Turn the lines below into a numbered list, skipping any blank lines and leaving out the picture.

◆ ◆ ◆ ◆ ◆ ◆ ◆

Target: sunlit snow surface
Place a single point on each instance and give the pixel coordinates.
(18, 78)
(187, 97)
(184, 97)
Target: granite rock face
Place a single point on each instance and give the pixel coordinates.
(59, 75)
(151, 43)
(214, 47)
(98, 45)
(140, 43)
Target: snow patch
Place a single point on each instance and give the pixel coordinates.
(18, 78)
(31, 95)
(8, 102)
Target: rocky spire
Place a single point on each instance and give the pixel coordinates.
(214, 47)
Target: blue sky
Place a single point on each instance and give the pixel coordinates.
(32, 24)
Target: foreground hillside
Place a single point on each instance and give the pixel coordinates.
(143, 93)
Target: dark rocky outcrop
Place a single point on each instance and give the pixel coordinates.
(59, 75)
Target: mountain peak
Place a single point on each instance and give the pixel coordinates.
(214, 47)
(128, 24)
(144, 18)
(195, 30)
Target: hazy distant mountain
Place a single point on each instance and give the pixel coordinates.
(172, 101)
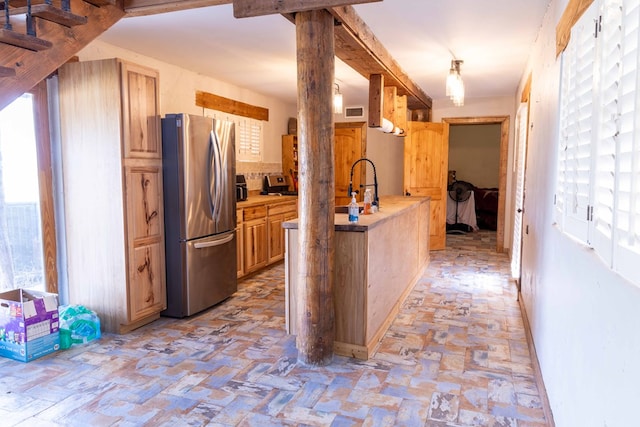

◆ ◆ ◆ ◆ ◆ ◆ ◆

# Finished exercise
1. Target: sunlit snow surface
2. Place a single point on each instance and give the pixel coordinates.
3. (18, 78)
4. (187, 97)
5. (184, 97)
6. Target: granite rock face
7. Place a single point on each instance and give the pixel coordinates.
8. (59, 75)
9. (151, 43)
10. (214, 47)
11. (98, 45)
12. (140, 43)
13. Target: snow patch
14. Place a single point on each instance and give the pixel coordinates.
15. (18, 78)
16. (31, 95)
17. (8, 102)
18. Target: rocky spire
19. Place a single point on each instance and give the pixel coordinates.
20. (214, 47)
21. Target: blue sky
22. Place a single point on each instance and give the pixel coordinates.
23. (32, 24)
24. Target: foreground hillside
25. Place a single point on each instance and give the pixel coordinates.
26. (143, 93)
27. Target: dark rocky outcrop
28. Place a single point on each instance and give the pixel coordinates.
29. (59, 75)
30. Target: mountain peak
31. Place a single point on each instance and give the pixel coordinates.
32. (214, 47)
33. (128, 24)
34. (144, 18)
35. (195, 30)
36. Target: hazy distant mountain
37. Place a single point on each instance and give the pixel coordinates.
38. (172, 101)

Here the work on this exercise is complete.